--- START ---
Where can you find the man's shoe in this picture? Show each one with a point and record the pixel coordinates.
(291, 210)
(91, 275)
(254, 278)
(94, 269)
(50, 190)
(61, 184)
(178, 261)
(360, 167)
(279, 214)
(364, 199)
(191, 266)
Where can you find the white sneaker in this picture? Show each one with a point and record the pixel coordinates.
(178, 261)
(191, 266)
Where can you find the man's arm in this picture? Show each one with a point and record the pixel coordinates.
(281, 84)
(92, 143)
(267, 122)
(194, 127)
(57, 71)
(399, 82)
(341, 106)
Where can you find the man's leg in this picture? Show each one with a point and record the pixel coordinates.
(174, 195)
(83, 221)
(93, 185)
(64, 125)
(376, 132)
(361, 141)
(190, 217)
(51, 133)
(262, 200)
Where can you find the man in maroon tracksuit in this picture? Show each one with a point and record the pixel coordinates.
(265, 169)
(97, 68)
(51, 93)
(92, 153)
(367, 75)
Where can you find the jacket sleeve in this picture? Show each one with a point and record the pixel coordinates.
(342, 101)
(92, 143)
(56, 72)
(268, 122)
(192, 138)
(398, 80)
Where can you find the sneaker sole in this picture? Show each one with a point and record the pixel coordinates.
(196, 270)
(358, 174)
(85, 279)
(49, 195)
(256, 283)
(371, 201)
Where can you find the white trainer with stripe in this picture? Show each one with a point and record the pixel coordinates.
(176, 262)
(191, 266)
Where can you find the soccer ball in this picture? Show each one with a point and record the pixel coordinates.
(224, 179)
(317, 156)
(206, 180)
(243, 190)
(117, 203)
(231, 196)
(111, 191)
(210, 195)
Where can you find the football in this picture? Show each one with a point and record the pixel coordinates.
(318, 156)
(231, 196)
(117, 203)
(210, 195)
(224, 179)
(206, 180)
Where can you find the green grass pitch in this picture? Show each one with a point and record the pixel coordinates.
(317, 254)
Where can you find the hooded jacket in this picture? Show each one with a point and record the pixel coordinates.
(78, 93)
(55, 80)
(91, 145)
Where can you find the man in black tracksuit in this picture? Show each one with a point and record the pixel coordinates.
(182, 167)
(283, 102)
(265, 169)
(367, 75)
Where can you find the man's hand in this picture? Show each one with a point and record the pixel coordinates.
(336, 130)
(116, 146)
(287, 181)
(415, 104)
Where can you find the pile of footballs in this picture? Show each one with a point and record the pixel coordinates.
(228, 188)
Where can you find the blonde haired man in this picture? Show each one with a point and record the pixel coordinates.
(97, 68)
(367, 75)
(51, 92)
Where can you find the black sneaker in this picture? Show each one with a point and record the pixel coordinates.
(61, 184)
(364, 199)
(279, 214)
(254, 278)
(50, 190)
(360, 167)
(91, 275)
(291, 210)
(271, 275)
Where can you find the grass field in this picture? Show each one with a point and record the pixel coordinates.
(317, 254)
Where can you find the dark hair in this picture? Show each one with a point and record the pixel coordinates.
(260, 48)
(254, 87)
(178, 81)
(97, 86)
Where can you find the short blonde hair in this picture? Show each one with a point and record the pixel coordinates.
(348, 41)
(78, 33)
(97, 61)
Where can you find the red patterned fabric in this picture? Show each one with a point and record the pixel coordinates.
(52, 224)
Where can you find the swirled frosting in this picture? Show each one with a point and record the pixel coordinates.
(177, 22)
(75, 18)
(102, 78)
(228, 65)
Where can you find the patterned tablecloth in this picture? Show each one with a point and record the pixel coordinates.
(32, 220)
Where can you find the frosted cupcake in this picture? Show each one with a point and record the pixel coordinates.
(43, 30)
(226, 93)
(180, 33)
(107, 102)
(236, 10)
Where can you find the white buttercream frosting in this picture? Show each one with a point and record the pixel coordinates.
--- END ---
**EXERCISE INSTRUCTIONS:**
What is needed is an exact copy of every record above.

**RESPONSE TO THIS EXERCISE:**
Where can you find the man's shoe in this picture? Show each one with a point and record the pixel coordinates.
(291, 210)
(91, 275)
(254, 278)
(94, 269)
(50, 190)
(61, 184)
(178, 261)
(360, 167)
(279, 214)
(364, 199)
(191, 266)
Where can you find the white sneaker in this picture? Show each one with a point and record the pixel coordinates.
(178, 261)
(191, 266)
Where can you find the man's arm in this picture? Show each one with a point and record the pixel coordinates.
(281, 84)
(92, 143)
(267, 122)
(194, 127)
(57, 71)
(399, 82)
(341, 106)
Where can you find the man's leg in this picture? Show each one with a point and record the pixel coordinates.
(174, 195)
(83, 221)
(93, 185)
(64, 125)
(376, 132)
(361, 141)
(190, 217)
(51, 133)
(262, 200)
Where can you find the man in maroon tracksuit in this picture? Show each one with a point and record the pixel coordinates.
(265, 169)
(97, 68)
(51, 93)
(92, 153)
(367, 75)
Where can you find the jacket sleeve in this picture? Show each one with a point and record the pixel coordinates.
(342, 101)
(92, 143)
(56, 72)
(268, 122)
(192, 138)
(398, 80)
Where can you find the sneaker sole in this picture? Show each one with a point and record the pixel coordinates.
(196, 270)
(358, 174)
(85, 279)
(49, 195)
(256, 283)
(371, 201)
Where can you find the white trainer with stripe in this picture? Show each one with a point and record the pixel coordinates.
(176, 262)
(191, 266)
Where can you find the soccer ball in this picture? Show each one with a point and record the pixel coordinates.
(224, 179)
(317, 156)
(206, 180)
(243, 190)
(117, 203)
(231, 196)
(111, 191)
(210, 195)
Where can you find the football in this picture? Show each one with a point and record the pixel coordinates.
(318, 156)
(231, 196)
(117, 203)
(210, 195)
(224, 179)
(206, 180)
Where can you find the green grass pitch in this picture? Show each one with a point and record the pixel coordinates.
(317, 254)
Where can you find the hooded jacket in this picture? Show each one with a point and record the pixel coordinates.
(78, 93)
(55, 80)
(91, 145)
Where can you find the man in black tracksuit in this picture? Show each one with a point and record the pixel coordinates.
(182, 167)
(283, 102)
(265, 169)
(367, 75)
Where can you find the man's hand in this picture? Show each one with a point and record the pixel coordinates.
(336, 130)
(116, 146)
(287, 181)
(415, 104)
Where can you find the pile of footballs in this picture? Show each one with a point and record the pixel coordinates.
(228, 188)
Where can you find the blonde haired man in this picture? Show each one with a point and record the pixel coordinates.
(97, 68)
(367, 75)
(51, 92)
Where can you find the black sneaker in this picture? Show each one with a point and record the pixel coordinates.
(61, 184)
(364, 199)
(279, 214)
(254, 278)
(50, 190)
(360, 167)
(91, 275)
(291, 210)
(271, 275)
Where can you find the grass field in this picture? Show each one with a point and record the pixel coordinates.
(317, 254)
Where can you find the dark hair in this picture? Show each one with a point and record the pixel coordinates.
(260, 48)
(254, 87)
(178, 81)
(97, 86)
Where can you find the short blonde hair in this picture? Show each one with a point and record the pixel coordinates.
(348, 41)
(78, 33)
(97, 61)
Where can you find the red patterned fabric in this picture? Show each one with a point and record the pixel coordinates.
(52, 224)
Where can you find the swirled frosting in this picture? Show each one with a point and record the pixel coordinates.
(177, 22)
(75, 18)
(102, 78)
(228, 65)
Where can you find the patterned tablecloth in this picture? Show each one with a point and record the pixel coordinates.
(32, 220)
Where can you find the frosted cupcake in this picture? Show each one with a point and record the pixel coordinates.
(43, 30)
(226, 93)
(180, 33)
(107, 102)
(236, 10)
Where can you find the white buttercream frosting in this picture? Show each one with a point and record the pixel coordinates.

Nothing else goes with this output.